Exercise instructions → Would you print the full listing word for word?

————

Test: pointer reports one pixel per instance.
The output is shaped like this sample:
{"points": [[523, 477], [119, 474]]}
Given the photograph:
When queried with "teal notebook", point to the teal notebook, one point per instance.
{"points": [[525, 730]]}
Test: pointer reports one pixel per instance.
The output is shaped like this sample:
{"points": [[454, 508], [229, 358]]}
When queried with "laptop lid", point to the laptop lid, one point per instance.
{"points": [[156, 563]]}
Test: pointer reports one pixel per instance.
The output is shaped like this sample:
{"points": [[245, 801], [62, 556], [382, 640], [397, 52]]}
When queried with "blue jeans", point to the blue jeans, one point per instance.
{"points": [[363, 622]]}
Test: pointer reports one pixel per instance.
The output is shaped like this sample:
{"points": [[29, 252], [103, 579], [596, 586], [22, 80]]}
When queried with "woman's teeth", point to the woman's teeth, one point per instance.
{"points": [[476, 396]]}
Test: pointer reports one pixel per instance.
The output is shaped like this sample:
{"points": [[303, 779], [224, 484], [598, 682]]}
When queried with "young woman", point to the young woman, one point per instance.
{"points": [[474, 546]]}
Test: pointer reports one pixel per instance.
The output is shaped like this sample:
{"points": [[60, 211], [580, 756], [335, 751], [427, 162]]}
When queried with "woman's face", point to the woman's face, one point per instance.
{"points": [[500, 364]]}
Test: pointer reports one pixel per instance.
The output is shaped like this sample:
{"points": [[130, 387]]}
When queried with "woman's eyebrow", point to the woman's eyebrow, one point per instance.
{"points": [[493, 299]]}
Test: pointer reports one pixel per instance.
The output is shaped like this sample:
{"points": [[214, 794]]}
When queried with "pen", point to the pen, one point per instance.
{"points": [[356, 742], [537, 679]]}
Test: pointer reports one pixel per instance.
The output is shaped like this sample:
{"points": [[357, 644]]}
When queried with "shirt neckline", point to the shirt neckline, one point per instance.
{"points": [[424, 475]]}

————

Task answer →
Test: pointer reports one pixel per instance.
The output is shaped like this sample:
{"points": [[523, 477], [119, 474]]}
Given the photograph:
When queried with "teal notebook", point to the teal notebook, one point per instance.
{"points": [[525, 730]]}
Test: pointer reports one pixel per instance.
The output is shaped like this sample:
{"points": [[454, 508], [229, 358]]}
When queried with "laptop lid", point to the laptop lid, one point per instance.
{"points": [[156, 563]]}
Test: pointer reports one pixel per instance.
The output is shaped like this sample:
{"points": [[245, 801], [62, 556], [382, 640], [397, 52]]}
When queried with "blue jeans", point to the blue jeans, one point per instance.
{"points": [[363, 622]]}
Test: pointer reports one pixel per instance.
The output is shaped like this sample:
{"points": [[29, 252], [103, 579], [596, 586], [22, 80]]}
When queried with "woman's teeth", point to the woman's teeth, one point per instance.
{"points": [[476, 396]]}
Test: pointer reports one pixel per instance.
The output is shaped like this sample:
{"points": [[303, 779], [224, 484], [598, 682]]}
When queried with "young woman", point to the young woman, one point per instance.
{"points": [[474, 546]]}
Test: pointer reports one pixel per instance.
The output is shaped like this sample:
{"points": [[60, 211], [580, 756], [335, 751], [427, 162]]}
When queried with "woman's face", point to the woman's face, one point per instance.
{"points": [[500, 364]]}
Test: pointer reports one pixel per instance.
The output is shaped like this sample:
{"points": [[130, 387]]}
When queried with "woman's eyebrow", point to the woman's eyebrow, one point per instance.
{"points": [[493, 299]]}
Test: pointer reports one pixel per instance.
The output is shaped like this sample:
{"points": [[214, 794]]}
When queried with "pen", point to the pen, one point per instance.
{"points": [[356, 742], [537, 679]]}
Test: pointer reports one pixel per instance.
The output is shaped like this sample:
{"points": [[357, 644]]}
When queried with "shirt neckline", point to the shirt neckline, one point per instance.
{"points": [[424, 475]]}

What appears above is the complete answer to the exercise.